**Set exercise:**
Copy out only the span from the line with "man with folded" to the end of the data, both ends kept, word for word.

**Stored rows:**
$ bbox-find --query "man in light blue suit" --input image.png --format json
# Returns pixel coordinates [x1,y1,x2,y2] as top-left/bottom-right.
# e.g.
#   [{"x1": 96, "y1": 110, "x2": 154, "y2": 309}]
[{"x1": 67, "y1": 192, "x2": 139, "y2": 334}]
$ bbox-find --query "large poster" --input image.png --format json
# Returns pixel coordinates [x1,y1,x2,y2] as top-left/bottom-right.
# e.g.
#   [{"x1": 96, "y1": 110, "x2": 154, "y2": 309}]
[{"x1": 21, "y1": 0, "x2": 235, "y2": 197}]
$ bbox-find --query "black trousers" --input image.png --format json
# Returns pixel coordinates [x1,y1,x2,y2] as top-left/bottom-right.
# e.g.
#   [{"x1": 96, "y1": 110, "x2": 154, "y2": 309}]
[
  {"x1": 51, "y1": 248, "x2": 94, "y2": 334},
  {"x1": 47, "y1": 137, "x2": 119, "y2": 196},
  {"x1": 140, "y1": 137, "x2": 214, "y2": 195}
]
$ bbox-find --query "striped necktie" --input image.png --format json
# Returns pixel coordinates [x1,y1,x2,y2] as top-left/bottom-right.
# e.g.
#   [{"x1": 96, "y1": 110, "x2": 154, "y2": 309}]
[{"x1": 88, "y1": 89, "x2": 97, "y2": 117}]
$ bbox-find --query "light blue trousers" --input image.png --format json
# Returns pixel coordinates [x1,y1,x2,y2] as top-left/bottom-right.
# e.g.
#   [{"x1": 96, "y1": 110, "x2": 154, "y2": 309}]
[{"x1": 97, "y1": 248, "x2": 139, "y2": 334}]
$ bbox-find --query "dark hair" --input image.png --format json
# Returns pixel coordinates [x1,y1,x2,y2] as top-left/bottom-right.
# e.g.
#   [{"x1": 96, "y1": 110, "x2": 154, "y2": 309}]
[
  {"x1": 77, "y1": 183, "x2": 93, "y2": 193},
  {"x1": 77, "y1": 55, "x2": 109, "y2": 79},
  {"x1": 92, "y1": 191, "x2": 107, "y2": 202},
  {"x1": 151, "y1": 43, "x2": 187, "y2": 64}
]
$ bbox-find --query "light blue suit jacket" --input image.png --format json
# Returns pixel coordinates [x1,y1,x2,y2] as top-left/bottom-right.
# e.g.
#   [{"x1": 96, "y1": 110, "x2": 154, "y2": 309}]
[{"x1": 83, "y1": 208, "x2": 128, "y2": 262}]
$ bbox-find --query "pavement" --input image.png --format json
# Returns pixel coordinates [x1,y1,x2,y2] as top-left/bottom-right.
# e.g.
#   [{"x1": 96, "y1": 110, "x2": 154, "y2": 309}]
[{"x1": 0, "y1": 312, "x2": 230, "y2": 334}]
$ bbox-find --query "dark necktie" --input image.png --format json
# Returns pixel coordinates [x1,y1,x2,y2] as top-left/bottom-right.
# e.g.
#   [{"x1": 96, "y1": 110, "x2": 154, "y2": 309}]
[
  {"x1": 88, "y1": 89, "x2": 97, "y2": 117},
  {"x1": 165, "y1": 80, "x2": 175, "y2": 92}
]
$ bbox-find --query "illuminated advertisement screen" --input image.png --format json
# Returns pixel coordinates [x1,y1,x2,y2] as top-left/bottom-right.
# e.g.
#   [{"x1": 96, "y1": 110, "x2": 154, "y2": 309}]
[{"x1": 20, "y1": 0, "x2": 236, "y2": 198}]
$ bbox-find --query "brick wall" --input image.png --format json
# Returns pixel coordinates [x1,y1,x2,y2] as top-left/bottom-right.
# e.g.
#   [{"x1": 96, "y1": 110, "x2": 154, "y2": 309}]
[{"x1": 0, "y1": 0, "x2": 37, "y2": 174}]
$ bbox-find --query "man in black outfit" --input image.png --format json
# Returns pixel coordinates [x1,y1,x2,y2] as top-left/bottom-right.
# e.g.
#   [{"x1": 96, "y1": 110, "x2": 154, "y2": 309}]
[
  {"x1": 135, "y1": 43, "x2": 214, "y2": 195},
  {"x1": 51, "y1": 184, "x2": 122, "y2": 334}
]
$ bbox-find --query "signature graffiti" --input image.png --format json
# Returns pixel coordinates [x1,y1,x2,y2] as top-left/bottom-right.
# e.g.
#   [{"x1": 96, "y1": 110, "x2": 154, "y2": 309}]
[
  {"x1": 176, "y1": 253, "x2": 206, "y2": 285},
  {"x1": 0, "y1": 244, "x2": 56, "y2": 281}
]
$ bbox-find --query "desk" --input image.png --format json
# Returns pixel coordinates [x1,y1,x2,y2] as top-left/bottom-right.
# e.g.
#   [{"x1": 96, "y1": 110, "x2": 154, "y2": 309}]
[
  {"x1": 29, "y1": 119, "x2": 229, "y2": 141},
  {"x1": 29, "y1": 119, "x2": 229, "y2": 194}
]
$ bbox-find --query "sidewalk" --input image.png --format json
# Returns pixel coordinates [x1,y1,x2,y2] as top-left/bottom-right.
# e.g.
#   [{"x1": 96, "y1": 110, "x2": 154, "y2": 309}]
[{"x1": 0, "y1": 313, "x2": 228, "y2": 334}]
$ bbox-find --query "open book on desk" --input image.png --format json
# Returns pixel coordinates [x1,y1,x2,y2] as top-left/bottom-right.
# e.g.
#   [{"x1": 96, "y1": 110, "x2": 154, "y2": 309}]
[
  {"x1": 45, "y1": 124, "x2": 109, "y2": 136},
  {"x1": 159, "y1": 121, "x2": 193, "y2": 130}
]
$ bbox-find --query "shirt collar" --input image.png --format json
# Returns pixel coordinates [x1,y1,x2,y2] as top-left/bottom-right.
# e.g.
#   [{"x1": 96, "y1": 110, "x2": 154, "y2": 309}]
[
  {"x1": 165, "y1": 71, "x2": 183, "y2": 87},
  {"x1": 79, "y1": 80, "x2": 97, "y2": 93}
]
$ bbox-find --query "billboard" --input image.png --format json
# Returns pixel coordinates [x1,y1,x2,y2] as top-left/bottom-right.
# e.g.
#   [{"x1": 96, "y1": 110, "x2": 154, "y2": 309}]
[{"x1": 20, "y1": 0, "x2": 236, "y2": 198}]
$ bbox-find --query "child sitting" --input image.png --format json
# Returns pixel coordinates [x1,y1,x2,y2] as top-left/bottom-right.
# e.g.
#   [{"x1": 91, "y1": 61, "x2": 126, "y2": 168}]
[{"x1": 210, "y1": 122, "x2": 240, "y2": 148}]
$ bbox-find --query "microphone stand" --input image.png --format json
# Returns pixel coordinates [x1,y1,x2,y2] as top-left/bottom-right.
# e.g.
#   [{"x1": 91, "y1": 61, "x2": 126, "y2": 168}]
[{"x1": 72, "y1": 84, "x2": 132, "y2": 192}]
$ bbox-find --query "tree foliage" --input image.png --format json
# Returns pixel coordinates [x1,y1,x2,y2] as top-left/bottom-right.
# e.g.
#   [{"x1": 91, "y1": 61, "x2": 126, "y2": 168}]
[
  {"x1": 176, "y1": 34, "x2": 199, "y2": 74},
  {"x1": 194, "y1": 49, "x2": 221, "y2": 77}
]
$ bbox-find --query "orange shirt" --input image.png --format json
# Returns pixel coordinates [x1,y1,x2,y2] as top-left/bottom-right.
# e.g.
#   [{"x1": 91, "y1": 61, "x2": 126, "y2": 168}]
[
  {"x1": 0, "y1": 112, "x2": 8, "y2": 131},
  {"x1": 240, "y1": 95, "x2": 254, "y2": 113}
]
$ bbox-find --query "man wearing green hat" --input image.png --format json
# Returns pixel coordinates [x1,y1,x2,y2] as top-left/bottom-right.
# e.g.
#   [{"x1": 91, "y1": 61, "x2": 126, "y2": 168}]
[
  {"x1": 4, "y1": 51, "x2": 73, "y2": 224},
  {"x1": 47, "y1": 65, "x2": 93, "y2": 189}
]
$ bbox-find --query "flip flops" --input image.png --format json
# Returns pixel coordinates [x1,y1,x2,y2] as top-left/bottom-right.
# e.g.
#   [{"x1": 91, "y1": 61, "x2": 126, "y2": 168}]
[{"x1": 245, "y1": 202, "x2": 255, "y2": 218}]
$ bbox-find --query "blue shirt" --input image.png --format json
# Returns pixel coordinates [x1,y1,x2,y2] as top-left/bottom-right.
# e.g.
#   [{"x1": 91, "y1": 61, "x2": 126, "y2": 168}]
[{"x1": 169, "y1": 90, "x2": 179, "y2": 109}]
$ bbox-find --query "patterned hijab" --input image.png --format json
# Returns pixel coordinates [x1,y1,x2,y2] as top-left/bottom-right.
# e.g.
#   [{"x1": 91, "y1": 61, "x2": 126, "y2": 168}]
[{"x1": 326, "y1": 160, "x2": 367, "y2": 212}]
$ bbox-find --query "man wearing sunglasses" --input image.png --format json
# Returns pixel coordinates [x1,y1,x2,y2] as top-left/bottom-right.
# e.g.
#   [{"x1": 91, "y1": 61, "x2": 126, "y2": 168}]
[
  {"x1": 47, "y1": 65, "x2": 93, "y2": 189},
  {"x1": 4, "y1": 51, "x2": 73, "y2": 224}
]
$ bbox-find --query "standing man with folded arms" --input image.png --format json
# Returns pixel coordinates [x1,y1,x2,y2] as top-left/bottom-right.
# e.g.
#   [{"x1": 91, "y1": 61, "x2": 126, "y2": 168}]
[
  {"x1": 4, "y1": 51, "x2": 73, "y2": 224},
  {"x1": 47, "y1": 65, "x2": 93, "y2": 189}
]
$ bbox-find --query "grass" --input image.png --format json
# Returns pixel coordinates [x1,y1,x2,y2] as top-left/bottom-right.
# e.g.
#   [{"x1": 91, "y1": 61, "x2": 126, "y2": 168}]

**Exercise response:**
$ bbox-find --query "standing man with folded arms" --input image.png --format json
# Returns pixel coordinates [x1,y1,x2,y2] as top-left/bottom-right.
# e.g.
#   [{"x1": 91, "y1": 61, "x2": 126, "y2": 168}]
[
  {"x1": 4, "y1": 51, "x2": 73, "y2": 224},
  {"x1": 47, "y1": 65, "x2": 93, "y2": 189}
]
$ bbox-find --query "grass" --input image.png --format json
# Returns pixel coordinates [x1,y1,x2,y2] as top-left/bottom-right.
# e.g.
#   [{"x1": 91, "y1": 61, "x2": 126, "y2": 168}]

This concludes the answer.